- [Document extract]:
----------
Assisted suicide cheapens lifeBy Scott Tibbs
Thanks to Jack Kevorkian, the issue of assisted suicide is in the news again. But Kevorkian's "helping" of his most recent patient, shown on tape on the CBS program 60 Minutes, has gone beyond assisted suicide into the realm of euthanasia. While Kevorkian had previously only provided the mechanism where people could end their own life, this time Kevorkian actively killed his patient.
I believe the proponents of assisted suicide would do well to condemn Jack Kevorkian. This is a sick individual. He has shown himself to have an undue obsession with death, and his paintings are a macabre homage to death. There are many people who feel that the only way to relieve someone of pain is to end their lives, and proceed with such action in a compassionate, reverent manner that shows respect for the dead and dying. I believe that Kevorkian has shown himself to be void of such respect. In addition, some of Kevorkian's patients have not been terminally ill, but rather chronically ill.
The issues of assisted suicide and euthanasia raise disturbing questions for medical care in America. As most people know, the most basic tenet of the medical profession is "do no harm." Kevorkian, by providing the means for people to end their own lives, and now by actually killing someone himself, has violated this important doctrine. The medical profession should have two main goals. The first goal should be to preserve life. If that is not possible, then the suffering of the patient should be minimized while he is alive.
The two goals are not mutually exclusive. We have powerful pain medication and ways of controlling physical discomfort. It is possible to keep people as physically comfortable as possible in their last days without resorting to killing them. True, not all pain can be relieved. But life is too precious to end prematurely. We must show respect for life, and not allow people like Kevorkian to snuff out people's lives.
This is not to say terminally ill people should be forced to endure treatments for a disease that are in may cases more devastating than the disease itself. In some cases, chemotherapy can cause a terminal cancer patient to die faster than he would otherwise die, and it drastically reduces quality of life while the person is alive. Nobody should be forced to undergo harsh treatments for a terminal or chronic illness if they do not wish to subject themselves to it. However, deciding not to take chemotherapy or some of the harsh drugs used to treat AIDS is different from willful, intentional termination of someone's life. Nor should someone be denied medication to relieve pain because that medication might hasten death. People have a right to be comfortable as they die, and sometimes medication such as morphine is required to relieve pain. However, administering medication to relieve pain that might have the side effect of hastening death is different from willful, intentional killing and the two cannot be confused.
In addition, once we begin to allow the premature termination of someone's life for reasons of physical pain, how long will it be until we allow termination of life for mental pain? Many people who are depressed feel there is no hope and no reason to live. In many cases, mental anguish can be just as devastating to someone's life as crippling physical pain. If we allow for premature termination of life for the reason of physical pain, would it not be inconsistent to allow for termination of life for mental pain?
Legalized assisted suicide also offers the possibility of killing a patient who does not necessarily want to die. As medical bills pile up, a terminally or even chronically ill person may begin to feel he has a duty to end his own life to spare his family both the mental anguish of watching him die and the financial strain that expensive treatments place on the person's family.
Life is a precious gift, the most important thing we have. We must not end it prematurely. The medical profession should preserve life, not end it. Tragically, we have begun to move in a direction giving the medical profession power to choose life over death that no person should have, and that is frightening.
----------
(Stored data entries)
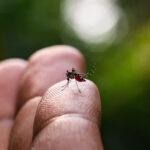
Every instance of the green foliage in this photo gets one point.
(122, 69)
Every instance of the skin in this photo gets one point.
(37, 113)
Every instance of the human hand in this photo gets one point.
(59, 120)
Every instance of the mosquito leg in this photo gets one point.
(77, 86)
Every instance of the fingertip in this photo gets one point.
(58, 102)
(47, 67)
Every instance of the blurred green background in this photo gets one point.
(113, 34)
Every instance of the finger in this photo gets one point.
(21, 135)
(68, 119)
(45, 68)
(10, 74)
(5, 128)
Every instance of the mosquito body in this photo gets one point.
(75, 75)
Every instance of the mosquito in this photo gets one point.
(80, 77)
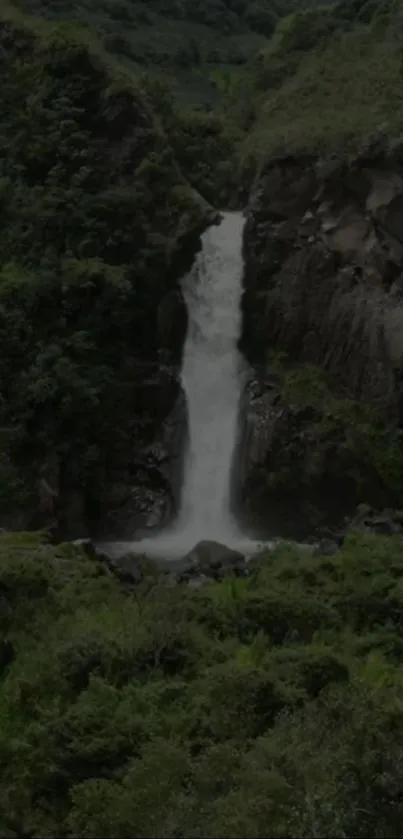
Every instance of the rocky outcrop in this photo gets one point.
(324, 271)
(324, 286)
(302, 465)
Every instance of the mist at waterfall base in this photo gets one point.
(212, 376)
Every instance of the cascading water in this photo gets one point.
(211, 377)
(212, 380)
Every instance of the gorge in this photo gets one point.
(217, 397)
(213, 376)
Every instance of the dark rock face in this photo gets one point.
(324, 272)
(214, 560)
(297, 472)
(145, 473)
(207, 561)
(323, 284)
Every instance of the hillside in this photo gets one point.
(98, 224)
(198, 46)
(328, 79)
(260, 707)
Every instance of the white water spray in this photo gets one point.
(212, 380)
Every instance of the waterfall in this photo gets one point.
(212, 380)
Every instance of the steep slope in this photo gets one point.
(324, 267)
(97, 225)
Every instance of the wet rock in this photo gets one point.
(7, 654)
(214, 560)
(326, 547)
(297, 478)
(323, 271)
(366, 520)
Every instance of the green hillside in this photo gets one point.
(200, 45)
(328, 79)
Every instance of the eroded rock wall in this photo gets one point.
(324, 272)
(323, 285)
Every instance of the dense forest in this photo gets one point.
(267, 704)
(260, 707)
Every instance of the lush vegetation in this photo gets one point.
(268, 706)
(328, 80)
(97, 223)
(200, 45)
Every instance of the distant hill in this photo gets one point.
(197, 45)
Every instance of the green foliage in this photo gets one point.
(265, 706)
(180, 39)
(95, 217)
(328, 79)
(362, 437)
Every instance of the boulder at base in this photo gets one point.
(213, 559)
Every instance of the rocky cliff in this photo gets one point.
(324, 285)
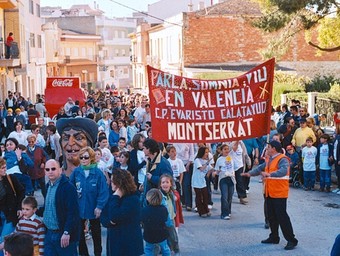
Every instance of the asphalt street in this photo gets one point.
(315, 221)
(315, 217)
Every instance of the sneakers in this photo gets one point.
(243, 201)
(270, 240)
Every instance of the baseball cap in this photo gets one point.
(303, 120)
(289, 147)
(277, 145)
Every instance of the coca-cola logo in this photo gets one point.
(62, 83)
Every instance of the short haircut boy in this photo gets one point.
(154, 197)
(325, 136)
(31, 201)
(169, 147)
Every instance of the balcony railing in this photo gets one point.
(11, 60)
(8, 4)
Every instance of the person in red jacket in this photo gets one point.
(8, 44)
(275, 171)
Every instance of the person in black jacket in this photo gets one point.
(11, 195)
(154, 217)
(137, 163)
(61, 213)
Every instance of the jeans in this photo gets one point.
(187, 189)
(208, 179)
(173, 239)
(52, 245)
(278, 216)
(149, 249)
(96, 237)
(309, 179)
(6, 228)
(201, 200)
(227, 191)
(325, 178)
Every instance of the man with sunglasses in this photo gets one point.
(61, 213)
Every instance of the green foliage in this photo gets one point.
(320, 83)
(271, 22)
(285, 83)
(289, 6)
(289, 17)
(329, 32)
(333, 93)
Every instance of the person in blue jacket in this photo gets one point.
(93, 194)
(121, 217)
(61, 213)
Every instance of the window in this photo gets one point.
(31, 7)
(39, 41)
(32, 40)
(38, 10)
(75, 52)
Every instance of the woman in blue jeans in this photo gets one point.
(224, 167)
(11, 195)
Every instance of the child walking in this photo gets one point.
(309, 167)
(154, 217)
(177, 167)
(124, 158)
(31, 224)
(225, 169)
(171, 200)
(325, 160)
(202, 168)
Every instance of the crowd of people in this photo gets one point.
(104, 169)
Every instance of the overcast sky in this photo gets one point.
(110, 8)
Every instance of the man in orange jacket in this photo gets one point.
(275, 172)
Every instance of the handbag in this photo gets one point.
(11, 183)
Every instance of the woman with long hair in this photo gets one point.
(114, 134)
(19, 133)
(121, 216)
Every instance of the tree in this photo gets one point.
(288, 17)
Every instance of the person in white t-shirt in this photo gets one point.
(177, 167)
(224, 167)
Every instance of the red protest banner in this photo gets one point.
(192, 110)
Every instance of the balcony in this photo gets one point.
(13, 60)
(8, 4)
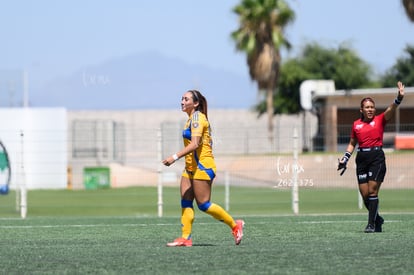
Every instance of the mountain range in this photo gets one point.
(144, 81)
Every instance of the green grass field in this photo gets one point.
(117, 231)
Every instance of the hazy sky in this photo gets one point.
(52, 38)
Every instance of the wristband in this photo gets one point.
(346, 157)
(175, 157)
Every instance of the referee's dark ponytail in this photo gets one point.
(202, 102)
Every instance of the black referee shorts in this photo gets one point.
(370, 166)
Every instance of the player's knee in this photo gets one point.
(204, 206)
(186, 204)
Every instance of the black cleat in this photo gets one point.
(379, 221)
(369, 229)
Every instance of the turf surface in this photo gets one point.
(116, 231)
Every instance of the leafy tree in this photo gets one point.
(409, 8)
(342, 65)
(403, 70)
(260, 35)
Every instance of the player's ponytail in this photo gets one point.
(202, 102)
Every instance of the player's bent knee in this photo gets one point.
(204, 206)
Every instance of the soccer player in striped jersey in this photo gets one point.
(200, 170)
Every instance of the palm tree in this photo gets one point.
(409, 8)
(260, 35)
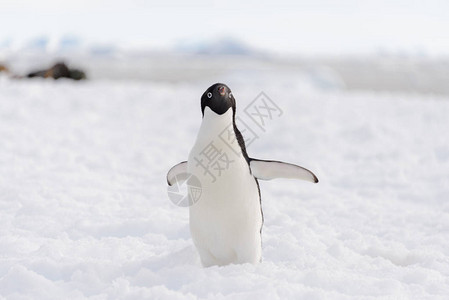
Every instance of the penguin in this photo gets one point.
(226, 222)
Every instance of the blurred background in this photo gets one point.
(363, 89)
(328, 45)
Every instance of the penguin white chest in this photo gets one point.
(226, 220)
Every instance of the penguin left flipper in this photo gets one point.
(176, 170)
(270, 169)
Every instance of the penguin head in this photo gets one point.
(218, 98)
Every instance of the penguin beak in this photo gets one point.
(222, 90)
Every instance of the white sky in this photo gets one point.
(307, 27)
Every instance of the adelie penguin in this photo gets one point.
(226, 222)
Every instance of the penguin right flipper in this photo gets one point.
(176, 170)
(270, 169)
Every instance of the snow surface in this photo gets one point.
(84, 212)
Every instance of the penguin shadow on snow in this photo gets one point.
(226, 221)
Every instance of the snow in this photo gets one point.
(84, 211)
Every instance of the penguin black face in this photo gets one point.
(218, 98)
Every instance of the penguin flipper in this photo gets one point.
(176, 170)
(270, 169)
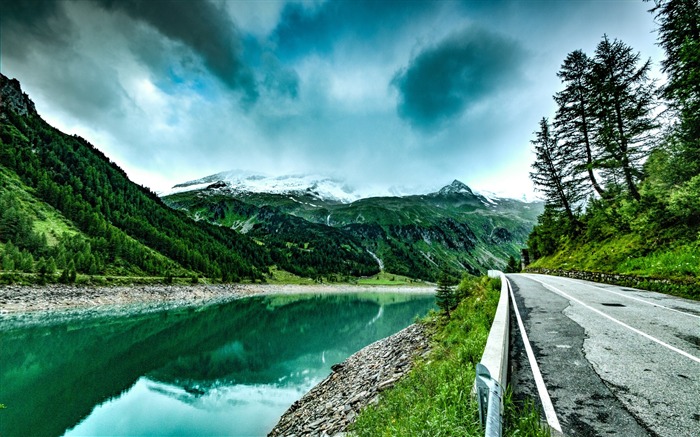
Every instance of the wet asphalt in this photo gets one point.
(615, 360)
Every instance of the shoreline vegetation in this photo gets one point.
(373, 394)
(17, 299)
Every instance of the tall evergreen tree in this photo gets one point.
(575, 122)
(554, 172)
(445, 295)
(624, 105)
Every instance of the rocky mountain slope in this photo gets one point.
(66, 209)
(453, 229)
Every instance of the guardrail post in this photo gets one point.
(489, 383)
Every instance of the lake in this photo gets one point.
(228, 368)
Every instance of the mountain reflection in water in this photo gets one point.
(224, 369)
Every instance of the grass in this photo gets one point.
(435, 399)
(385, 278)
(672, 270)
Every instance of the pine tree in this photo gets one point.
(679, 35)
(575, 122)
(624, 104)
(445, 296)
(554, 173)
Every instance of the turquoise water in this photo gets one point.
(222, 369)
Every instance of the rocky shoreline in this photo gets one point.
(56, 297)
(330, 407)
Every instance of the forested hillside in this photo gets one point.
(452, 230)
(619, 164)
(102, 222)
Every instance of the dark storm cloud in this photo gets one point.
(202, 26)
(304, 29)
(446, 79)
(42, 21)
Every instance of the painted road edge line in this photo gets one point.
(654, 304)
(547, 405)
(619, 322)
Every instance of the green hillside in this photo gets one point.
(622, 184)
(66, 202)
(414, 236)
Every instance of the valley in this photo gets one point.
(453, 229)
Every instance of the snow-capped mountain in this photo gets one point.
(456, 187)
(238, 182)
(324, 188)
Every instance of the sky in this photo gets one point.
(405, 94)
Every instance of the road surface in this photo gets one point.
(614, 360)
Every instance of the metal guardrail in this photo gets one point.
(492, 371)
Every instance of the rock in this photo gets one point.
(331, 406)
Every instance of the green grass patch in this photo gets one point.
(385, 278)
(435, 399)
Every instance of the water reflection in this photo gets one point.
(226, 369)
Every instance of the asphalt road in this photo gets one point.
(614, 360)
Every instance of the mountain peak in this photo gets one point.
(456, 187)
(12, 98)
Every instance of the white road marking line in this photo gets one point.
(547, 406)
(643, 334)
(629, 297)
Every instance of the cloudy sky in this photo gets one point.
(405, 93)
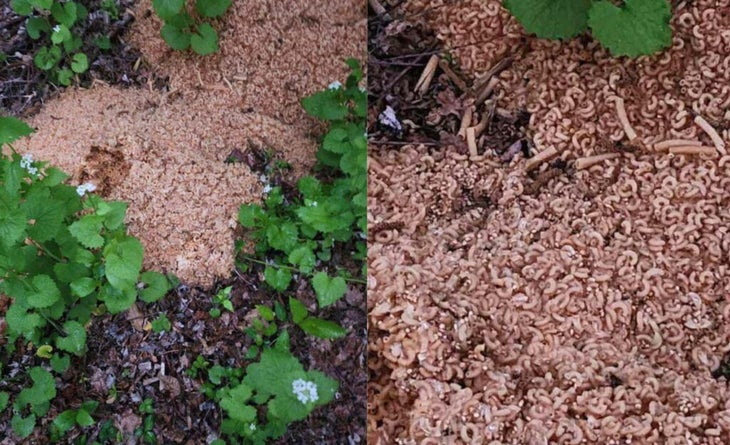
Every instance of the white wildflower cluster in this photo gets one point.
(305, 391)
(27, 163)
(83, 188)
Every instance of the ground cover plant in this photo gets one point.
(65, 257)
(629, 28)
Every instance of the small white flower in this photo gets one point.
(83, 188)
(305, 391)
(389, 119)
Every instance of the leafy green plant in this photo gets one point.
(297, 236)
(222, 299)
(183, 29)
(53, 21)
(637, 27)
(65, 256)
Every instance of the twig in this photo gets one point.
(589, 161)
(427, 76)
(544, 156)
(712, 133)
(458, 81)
----------
- [Activity list]:
• A. What does the assisted suicide essay call the most basic tenet of the medical profession?
• B. Reproduce the passage of the assisted suicide essay between "Life is a precious" and "that is frightening.", inclusive.

- [Solutions below]:
• A. "Do no harm."

• B.
Life is a precious gift, the most important thing we have. We must not end it prematurely. The medical profession should preserve life, not end it. Tragically, we have begun to move in a direction giving the medical profession power to choose life over death that no person should have, and that is frightening.